(Rows of object pointing data)
====================
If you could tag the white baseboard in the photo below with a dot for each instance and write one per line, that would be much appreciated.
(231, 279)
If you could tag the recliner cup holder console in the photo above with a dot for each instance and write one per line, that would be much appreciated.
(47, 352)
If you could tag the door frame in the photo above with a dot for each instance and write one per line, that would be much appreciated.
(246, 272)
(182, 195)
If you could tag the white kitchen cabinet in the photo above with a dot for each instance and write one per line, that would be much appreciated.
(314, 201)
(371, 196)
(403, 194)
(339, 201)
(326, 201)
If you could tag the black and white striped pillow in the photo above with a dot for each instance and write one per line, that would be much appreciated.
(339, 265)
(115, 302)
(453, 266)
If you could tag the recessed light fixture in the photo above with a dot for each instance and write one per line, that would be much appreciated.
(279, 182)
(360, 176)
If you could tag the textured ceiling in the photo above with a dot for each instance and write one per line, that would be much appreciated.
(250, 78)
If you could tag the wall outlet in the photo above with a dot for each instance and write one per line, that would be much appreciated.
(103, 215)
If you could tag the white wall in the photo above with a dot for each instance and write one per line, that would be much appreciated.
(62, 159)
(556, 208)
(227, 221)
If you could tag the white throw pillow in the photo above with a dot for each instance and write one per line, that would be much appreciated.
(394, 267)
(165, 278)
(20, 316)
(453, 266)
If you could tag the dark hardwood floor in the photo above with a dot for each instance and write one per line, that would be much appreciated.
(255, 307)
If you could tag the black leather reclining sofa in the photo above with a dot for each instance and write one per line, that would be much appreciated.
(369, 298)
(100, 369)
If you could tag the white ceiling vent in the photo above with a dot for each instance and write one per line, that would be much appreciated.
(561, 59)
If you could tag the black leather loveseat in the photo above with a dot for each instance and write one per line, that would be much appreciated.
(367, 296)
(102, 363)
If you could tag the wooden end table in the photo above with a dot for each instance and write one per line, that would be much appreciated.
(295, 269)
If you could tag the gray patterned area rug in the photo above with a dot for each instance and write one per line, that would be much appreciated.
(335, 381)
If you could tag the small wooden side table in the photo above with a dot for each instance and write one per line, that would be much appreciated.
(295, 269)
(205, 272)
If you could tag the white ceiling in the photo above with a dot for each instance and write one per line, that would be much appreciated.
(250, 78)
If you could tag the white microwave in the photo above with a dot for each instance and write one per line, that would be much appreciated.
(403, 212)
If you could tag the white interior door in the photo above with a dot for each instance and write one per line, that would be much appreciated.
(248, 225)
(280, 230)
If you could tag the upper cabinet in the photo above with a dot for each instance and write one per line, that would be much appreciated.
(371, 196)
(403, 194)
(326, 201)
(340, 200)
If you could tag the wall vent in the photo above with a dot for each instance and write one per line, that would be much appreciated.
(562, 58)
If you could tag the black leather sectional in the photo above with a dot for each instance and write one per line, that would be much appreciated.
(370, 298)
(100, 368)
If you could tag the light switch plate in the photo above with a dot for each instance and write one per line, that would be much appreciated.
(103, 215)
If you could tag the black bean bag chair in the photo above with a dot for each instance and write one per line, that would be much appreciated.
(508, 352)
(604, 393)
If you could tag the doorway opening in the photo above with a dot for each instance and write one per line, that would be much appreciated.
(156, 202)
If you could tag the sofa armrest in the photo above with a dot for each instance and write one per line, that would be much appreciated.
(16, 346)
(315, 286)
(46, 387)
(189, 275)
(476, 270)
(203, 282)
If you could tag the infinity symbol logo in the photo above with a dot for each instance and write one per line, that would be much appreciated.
====================
Exercise objective |
Copy out the lines above again, swapping each "dot" for "mark" and leaving everything else as it is.

Output |
If you could tag the white baseboard in the photo below with a mark for each instance and write one per line, that would be much appreciated.
(231, 279)
If you could tag the recliner cup holder console in the photo above with a mark for each instance and write one per line, that would be much appreciated.
(47, 352)
If you could tag the door frame in the photo above with a mark for each instance and write one per line, that would be much appreciated.
(246, 272)
(182, 195)
If you could tag the white kitchen cabinet in the photo above with a mark for each instance and write one per line, that would be much appreciated.
(314, 201)
(371, 196)
(403, 194)
(339, 201)
(326, 201)
If you could tag the black and white striped pillow in the photo above with a mark for each instance and write one per line, that would be much appreciated.
(339, 265)
(115, 302)
(453, 266)
If you could tag the recessed light fixture in the photo above with a mark for each instance and write one per line, that would be much appreciated.
(279, 182)
(360, 176)
If you could tag the textured ceiling in the photo above with a mark for each instance and write one per line, that would be much appreciated.
(250, 78)
If you could tag the wall outlet in the photo above with a mark for each instance and write one per line, that would be much appreciated.
(103, 215)
If you could tag the white wall in the photo above with a mark for each instance and write one per line, that would be much appreciated.
(62, 159)
(556, 208)
(227, 221)
If you could tag the white throw pillow in the photo above with a mark for each instance and write one per line, that would be much appreciated.
(394, 267)
(165, 278)
(20, 316)
(453, 266)
If you could tag the dark hardwood floor in the photo above with a mark for each instance and write one per line, that would be much appreciated.
(255, 307)
If you could tag the black leather reclining sofa in the photo above with a mark for each instance and write one per line, that would be much appreciated.
(369, 298)
(100, 369)
If you could tag the white ceiling vent in the photo above with a mark for each instance and write one per line, that would be much appreciated.
(561, 59)
If you could tag the black leather loveseat in the photo above with a mark for each instance and write one per line, that would be much appreciated.
(367, 296)
(102, 363)
If you could tag the wooden end table in the photo above with a mark for each instance and write one per line, that would be much appreciated.
(295, 269)
If you could tag the gray patterned area rug in the photo above with a mark for each instance and write one per line, that would be much appreciated.
(335, 381)
If you could tag the small wooden side table in the photo above with a mark for each instance and write one per line, that would be much appreciated.
(295, 269)
(205, 272)
If you could tag the white ceiling in the photo above with a mark for each instance and write one per line, that would be much appreciated.
(250, 78)
If you could tag the white microwave in the photo above with a mark for each instance and write one per line, that would be much appreciated.
(403, 212)
If you could tag the white interior door in the photo above with a mark for each instance and write one per line, that would be much appreciated.
(248, 225)
(280, 230)
If you could tag the upper cabinet in the photo above with a mark for each instance and write one per line, that would be much appreciated.
(371, 196)
(403, 194)
(326, 201)
(340, 200)
If you could tag the wall vent in the photo above with a mark for each instance and write one per line, that would be much appreciated.
(562, 58)
If you could tag the black leather sectional in the photo above with a mark for each instance and write one per line, that would be much appreciated.
(370, 298)
(100, 368)
If you could tag the light switch plate in the photo above with a mark for each instance and write one per line, that would be much appreciated.
(103, 215)
If you could tag the black bean bag chair in the photo above with a mark for each instance and write one per line, that would be much appreciated.
(508, 352)
(604, 393)
If you could tag the doorway opening in the photo above with a mark for each instance and write one per line, that would be much appreciated.
(156, 202)
If you could tag the sofa armrest in the photo above with a mark for each instance and write one per line, that would be much appreciated.
(16, 346)
(315, 286)
(46, 387)
(189, 275)
(476, 270)
(203, 282)
If you could tag the infinity symbol logo in the photo above with a mark for each instance and write one per line, that would be much appreciated.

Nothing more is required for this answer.